─── SUPPLIED DATA ───

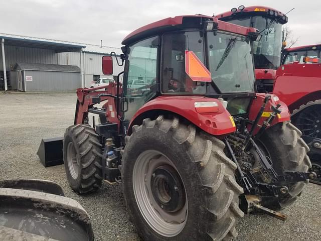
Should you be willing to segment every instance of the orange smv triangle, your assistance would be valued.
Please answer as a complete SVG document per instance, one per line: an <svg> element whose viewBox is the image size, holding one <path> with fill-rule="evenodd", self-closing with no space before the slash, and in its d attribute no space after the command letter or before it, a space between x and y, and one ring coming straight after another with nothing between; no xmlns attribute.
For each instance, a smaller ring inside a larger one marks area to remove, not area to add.
<svg viewBox="0 0 321 241"><path fill-rule="evenodd" d="M185 50L185 72L193 81L211 82L211 72L193 51Z"/></svg>

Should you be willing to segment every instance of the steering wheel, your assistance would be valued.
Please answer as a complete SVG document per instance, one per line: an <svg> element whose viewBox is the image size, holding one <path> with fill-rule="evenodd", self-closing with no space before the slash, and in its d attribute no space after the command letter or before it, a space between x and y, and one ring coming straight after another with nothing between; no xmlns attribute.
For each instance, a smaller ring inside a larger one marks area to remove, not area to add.
<svg viewBox="0 0 321 241"><path fill-rule="evenodd" d="M184 92L186 89L185 84L184 83L178 79L174 78L171 79L169 81L168 87L169 90L172 90L175 92ZM184 89L184 91L181 91L182 88Z"/></svg>

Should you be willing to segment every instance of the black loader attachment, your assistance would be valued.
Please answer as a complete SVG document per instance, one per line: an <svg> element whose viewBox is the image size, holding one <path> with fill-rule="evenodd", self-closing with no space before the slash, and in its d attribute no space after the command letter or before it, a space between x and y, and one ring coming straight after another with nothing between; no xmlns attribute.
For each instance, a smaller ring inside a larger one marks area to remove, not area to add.
<svg viewBox="0 0 321 241"><path fill-rule="evenodd" d="M90 219L77 201L49 181L0 181L0 240L94 240Z"/></svg>

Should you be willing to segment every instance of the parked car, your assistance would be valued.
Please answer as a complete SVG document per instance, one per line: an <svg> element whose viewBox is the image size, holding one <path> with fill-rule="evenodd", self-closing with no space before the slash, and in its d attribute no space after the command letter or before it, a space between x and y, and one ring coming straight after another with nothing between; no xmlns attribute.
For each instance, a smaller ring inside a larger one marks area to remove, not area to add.
<svg viewBox="0 0 321 241"><path fill-rule="evenodd" d="M91 85L90 86L90 88L96 88L96 87L108 85L110 83L115 83L115 80L114 80L114 79L112 79L111 78L101 78L92 83Z"/></svg>

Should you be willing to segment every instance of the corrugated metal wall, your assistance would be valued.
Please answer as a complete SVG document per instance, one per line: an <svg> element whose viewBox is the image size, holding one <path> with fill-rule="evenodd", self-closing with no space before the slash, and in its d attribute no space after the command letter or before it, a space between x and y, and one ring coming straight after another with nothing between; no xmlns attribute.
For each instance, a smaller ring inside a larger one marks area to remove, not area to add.
<svg viewBox="0 0 321 241"><path fill-rule="evenodd" d="M12 46L5 44L5 53L7 71L13 70L17 63L63 64L80 67L81 54L79 52L57 53L54 50L50 49ZM83 74L86 87L90 87L94 75L100 75L101 77L113 77L112 76L104 75L102 73L101 58L105 54L87 52L83 52L81 54L83 54L84 63L84 64L83 63ZM118 66L115 58L113 58L113 75L117 75L123 71L123 66ZM120 61L119 59L118 61ZM3 69L2 57L0 57L0 71L3 70ZM12 81L15 80L12 79Z"/></svg>
<svg viewBox="0 0 321 241"><path fill-rule="evenodd" d="M79 53L58 53L58 64L67 65L77 65L80 67L80 57ZM85 62L85 74L97 74L103 75L101 69L101 58L105 54L83 52ZM123 70L123 66L118 66L115 58L113 57L114 75L117 75ZM120 59L118 59L120 61Z"/></svg>
<svg viewBox="0 0 321 241"><path fill-rule="evenodd" d="M51 64L58 63L56 52L50 49L11 46L5 44L5 54L7 71L13 70L16 64L19 62ZM1 55L0 51L0 56ZM0 71L3 70L2 56L0 58Z"/></svg>
<svg viewBox="0 0 321 241"><path fill-rule="evenodd" d="M81 87L80 73L25 70L25 75L32 76L32 81L26 81L27 92L70 91Z"/></svg>

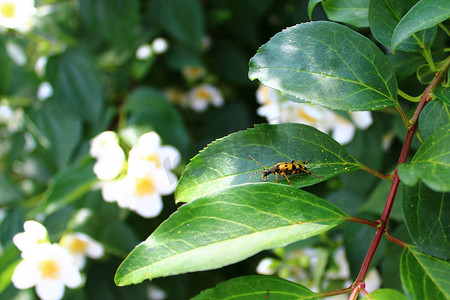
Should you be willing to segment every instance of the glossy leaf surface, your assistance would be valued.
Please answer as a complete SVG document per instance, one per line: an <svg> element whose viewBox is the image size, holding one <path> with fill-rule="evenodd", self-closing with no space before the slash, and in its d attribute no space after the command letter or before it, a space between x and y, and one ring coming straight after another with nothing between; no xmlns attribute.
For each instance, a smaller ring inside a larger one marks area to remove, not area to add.
<svg viewBox="0 0 450 300"><path fill-rule="evenodd" d="M326 59L324 59L326 57ZM369 39L331 22L289 27L250 60L249 78L313 104L377 110L397 104L397 81Z"/></svg>
<svg viewBox="0 0 450 300"><path fill-rule="evenodd" d="M408 299L449 299L450 263L408 247L400 261L400 276Z"/></svg>
<svg viewBox="0 0 450 300"><path fill-rule="evenodd" d="M355 27L369 27L369 0L326 0L322 7L328 19Z"/></svg>
<svg viewBox="0 0 450 300"><path fill-rule="evenodd" d="M372 0L370 1L370 30L380 43L391 46L392 35L402 17L417 3L417 0ZM436 28L416 32L401 42L397 49L402 51L423 51L429 48L436 35Z"/></svg>
<svg viewBox="0 0 450 300"><path fill-rule="evenodd" d="M433 27L450 17L448 0L420 0L400 20L392 36L392 49L413 33Z"/></svg>
<svg viewBox="0 0 450 300"><path fill-rule="evenodd" d="M318 296L306 287L275 276L242 276L201 292L192 300L210 299L315 300Z"/></svg>
<svg viewBox="0 0 450 300"><path fill-rule="evenodd" d="M303 124L257 125L218 139L208 145L187 166L175 191L177 202L190 202L232 185L247 183L261 167L279 162L307 161L309 174L290 176L296 187L308 186L327 178L359 169L359 163L336 141L319 130ZM278 175L278 182L287 184ZM251 179L261 180L261 174ZM270 175L268 181L274 181Z"/></svg>
<svg viewBox="0 0 450 300"><path fill-rule="evenodd" d="M220 268L327 231L346 217L295 187L234 186L181 206L129 254L115 281L127 285Z"/></svg>
<svg viewBox="0 0 450 300"><path fill-rule="evenodd" d="M410 163L398 166L398 173L406 185L419 179L431 189L450 191L450 124L439 128L420 146Z"/></svg>

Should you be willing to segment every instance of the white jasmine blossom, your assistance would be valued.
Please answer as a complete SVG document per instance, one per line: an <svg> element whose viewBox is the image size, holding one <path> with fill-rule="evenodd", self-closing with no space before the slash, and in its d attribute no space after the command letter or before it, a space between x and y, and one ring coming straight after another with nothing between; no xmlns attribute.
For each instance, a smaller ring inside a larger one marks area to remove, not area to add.
<svg viewBox="0 0 450 300"><path fill-rule="evenodd" d="M287 101L279 91L263 85L256 91L256 98L262 105L257 110L258 115L266 117L270 124L285 122L306 124L331 134L333 139L342 145L353 140L356 127L364 130L372 124L372 116L368 111L349 113L352 122L325 107Z"/></svg>
<svg viewBox="0 0 450 300"><path fill-rule="evenodd" d="M11 280L18 289L35 286L43 300L59 300L65 286L76 288L82 283L73 257L58 244L37 244L32 251L23 252L22 257Z"/></svg>
<svg viewBox="0 0 450 300"><path fill-rule="evenodd" d="M156 38L152 42L152 49L157 54L162 54L167 51L169 48L169 43L167 43L166 39L164 38Z"/></svg>
<svg viewBox="0 0 450 300"><path fill-rule="evenodd" d="M0 0L0 26L28 31L35 13L34 0Z"/></svg>
<svg viewBox="0 0 450 300"><path fill-rule="evenodd" d="M222 93L210 84L199 85L187 94L188 105L197 112L205 111L209 104L220 107L224 104Z"/></svg>
<svg viewBox="0 0 450 300"><path fill-rule="evenodd" d="M139 60L147 60L153 55L152 46L149 44L144 44L139 46L136 50L136 58Z"/></svg>
<svg viewBox="0 0 450 300"><path fill-rule="evenodd" d="M37 98L41 101L44 101L50 98L53 95L53 88L50 82L45 81L42 82L37 90Z"/></svg>
<svg viewBox="0 0 450 300"><path fill-rule="evenodd" d="M60 244L72 255L74 263L79 270L84 268L86 256L98 259L105 252L102 244L81 232L64 235L61 238Z"/></svg>

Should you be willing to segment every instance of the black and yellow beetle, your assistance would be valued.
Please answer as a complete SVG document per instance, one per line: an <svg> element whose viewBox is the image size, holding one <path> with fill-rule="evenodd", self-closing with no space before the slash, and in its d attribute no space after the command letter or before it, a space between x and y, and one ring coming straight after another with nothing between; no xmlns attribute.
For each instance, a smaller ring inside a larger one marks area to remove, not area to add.
<svg viewBox="0 0 450 300"><path fill-rule="evenodd" d="M250 180L252 179L253 175L258 174L258 173L263 173L263 175L262 175L263 180L262 181L266 181L267 180L267 176L269 176L270 174L274 174L275 175L275 183L278 183L277 174L280 174L281 176L284 176L286 178L286 180L289 182L290 185L292 185L292 184L289 181L289 179L287 178L287 175L307 173L307 174L312 175L312 176L317 177L317 178L322 178L323 177L323 176L317 176L317 175L312 174L304 166L305 164L309 163L312 160L312 158L310 158L307 161L293 160L291 162L281 162L281 163L277 163L276 165L272 166L270 169L266 169L256 159L254 159L251 155L249 155L247 157L247 159L249 157L251 159L253 159L253 161L256 162L258 165L260 165L261 168L264 171L258 171L258 172L253 173L252 175L250 175L250 178L248 179L248 182L250 182Z"/></svg>

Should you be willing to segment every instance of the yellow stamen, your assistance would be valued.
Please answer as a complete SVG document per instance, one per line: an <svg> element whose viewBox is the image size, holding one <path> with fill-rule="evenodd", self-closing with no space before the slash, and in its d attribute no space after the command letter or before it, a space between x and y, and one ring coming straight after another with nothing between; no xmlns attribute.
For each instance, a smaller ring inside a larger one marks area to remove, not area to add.
<svg viewBox="0 0 450 300"><path fill-rule="evenodd" d="M136 178L136 194L138 194L138 196L142 197L148 194L154 194L155 192L156 188L153 178Z"/></svg>
<svg viewBox="0 0 450 300"><path fill-rule="evenodd" d="M38 270L41 273L42 279L58 279L59 265L53 259L46 259L38 262Z"/></svg>
<svg viewBox="0 0 450 300"><path fill-rule="evenodd" d="M87 243L78 238L74 238L70 243L70 252L72 253L85 253Z"/></svg>
<svg viewBox="0 0 450 300"><path fill-rule="evenodd" d="M16 6L13 3L4 3L0 6L0 14L4 18L13 19L16 15Z"/></svg>

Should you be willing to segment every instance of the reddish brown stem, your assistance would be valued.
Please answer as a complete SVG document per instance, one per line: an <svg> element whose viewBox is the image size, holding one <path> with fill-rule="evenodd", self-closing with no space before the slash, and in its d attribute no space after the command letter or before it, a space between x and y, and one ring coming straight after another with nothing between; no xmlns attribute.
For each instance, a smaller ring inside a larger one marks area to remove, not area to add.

───

[WHAT YOU ARE ASKED TO DO]
Reproduce the stretch from the line containing "Should you be willing to segment every instance of the white" through the line containing "244L72 255L74 263L79", substituting "flower" for "blossom" and leaving everything else untouched.

[FINISHED ANSWER]
Should you be willing to segment every instance of the white jasmine flower, your assistance would be valued.
Please answer as a complete SVG document per instance, one per line: an <svg> element whose viewBox is the image size, holding one <path> with fill-rule="evenodd", self-closing with no space before the slash, and in its d attribute no space after the command letter or before it, a space between x and y, and one ring coming straight after another with nothing between; no xmlns attribute.
For each instance, a smaller ring inside a larger one marks area to remove, not area to add.
<svg viewBox="0 0 450 300"><path fill-rule="evenodd" d="M287 101L279 91L263 85L256 91L256 98L262 105L257 110L258 115L266 117L270 124L285 122L306 124L331 134L333 139L342 145L353 140L356 127L364 130L372 124L372 116L368 111L349 113L352 122L325 107Z"/></svg>
<svg viewBox="0 0 450 300"><path fill-rule="evenodd" d="M11 280L18 289L35 286L43 300L59 300L65 286L76 288L82 283L73 257L58 244L37 244L32 251L23 252L22 257Z"/></svg>
<svg viewBox="0 0 450 300"><path fill-rule="evenodd" d="M156 38L152 42L152 49L157 54L162 54L167 51L169 48L169 43L167 43L166 39L164 38Z"/></svg>
<svg viewBox="0 0 450 300"><path fill-rule="evenodd" d="M0 0L0 26L28 31L35 13L34 0Z"/></svg>
<svg viewBox="0 0 450 300"><path fill-rule="evenodd" d="M222 93L210 84L199 85L187 94L188 105L197 112L205 111L209 104L220 107L224 104Z"/></svg>
<svg viewBox="0 0 450 300"><path fill-rule="evenodd" d="M139 60L147 60L153 55L152 46L149 44L144 44L139 46L136 50L136 58Z"/></svg>
<svg viewBox="0 0 450 300"><path fill-rule="evenodd" d="M37 98L41 101L44 101L50 98L53 95L53 88L50 82L45 81L42 82L37 90Z"/></svg>
<svg viewBox="0 0 450 300"><path fill-rule="evenodd" d="M60 244L72 255L74 263L79 270L84 268L86 256L98 259L105 252L102 244L81 232L64 235L61 238Z"/></svg>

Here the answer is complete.